PASSAGE.
---+---

# Engine fan blade construction



## gbritnell (Feb 8, 2011)

Mosey had started a thread on mounting a chuck on a rotary table. I didn't want it to get to far off topic as there was some comment on building a fan for a model engine.
I am attaching some pictures of the fans I made for a couple of my engines. First up will be the 302 engine. The fan is made in 2 pieces. I took some .032 aluminum sheet and cut out the shape that I wanted. For this one I made a small die to press a rib into the blade for stiffness. The tip was then curved. It is mounted with 4 bolts through the fan and hub into the flange on the water pump. I wanted to replicate a full sized fan as much as possible. 
George


----------



## gbritnell (Feb 8, 2011)

Next up is my Holt engine. The drawings for the Holt didn't include a water pump or fan which is how I originally built it. It didn't take long to find that there was way to much heat in the engine to run without a water pump. With that addition it helped tremendously but would still get warm after a short while. I then added the fan, mounting brackets and shroud to the engine. Being that this was an industrial type of engine I wanted a fan to fit the engine so this was the style that I made. It is cut out of one piece of aluminum sheet. I made a die out of wood to form the curve uniformly on all of the blades. As you can see it the bolts go through an outer flange, the fan and into the hub. 
 I must say at this point that most fans on small model engines are somewhat cosmetic. With the Holt the engine spends most of it's time running very slowly and the fan doesn't pull much air through the radiator. I even put more curvature onto the blades but it just doesn't pull much air. The 302 is a little different because the fan is a bit larger but it still only does a minimal job of air movement. 
 If a person wanted to run his engine for extended periods of time I would recommend using a small muffin fan placed in front of the radiator to blow air through it. 
George


----------



## gbritnell (Feb 8, 2011)

Here is one last picture of the Holt with the shroud and fan in place. It does pull air through the hottest part of the rad but not enough for extended periods. Once the water gets warm in the Holt I can run it for about 5 minutes before it starts to spit out of the overflow. How that equates to operating temperature I can't say. When it does this I let it sit for about 10 minutes and then start it back up. 
George


----------

---+---

(Location labeling records)

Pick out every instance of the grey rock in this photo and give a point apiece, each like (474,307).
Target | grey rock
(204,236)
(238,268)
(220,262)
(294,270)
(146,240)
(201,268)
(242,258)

---+---

WHAT TO DO.
a - In the fan blade thread, what thickness of aluminum sheet was used for the 302 engine's fan?
b - Rewrite the part of the fan blade thread that opens with the words containing "I am attaching" and closes with "much as possible.", putting "rigidity" in place of "stiffness".

RESULTS OF THE TASKS.
a - .032 aluminum sheet

b -
I am attaching some pictures of the fans I made for a couple of my engines. First up will be the 302 engine. The fan is made in 2 pieces. I took some .032 aluminum sheet and cut out the shape that I wanted. For this one I made a small die to press a rib into the blade for rigidity. The tip was then curved. It is mounted with 4 bolts through the fan and hub into the flange on the water pump. I wanted to replicate a full sized fan as much as possible.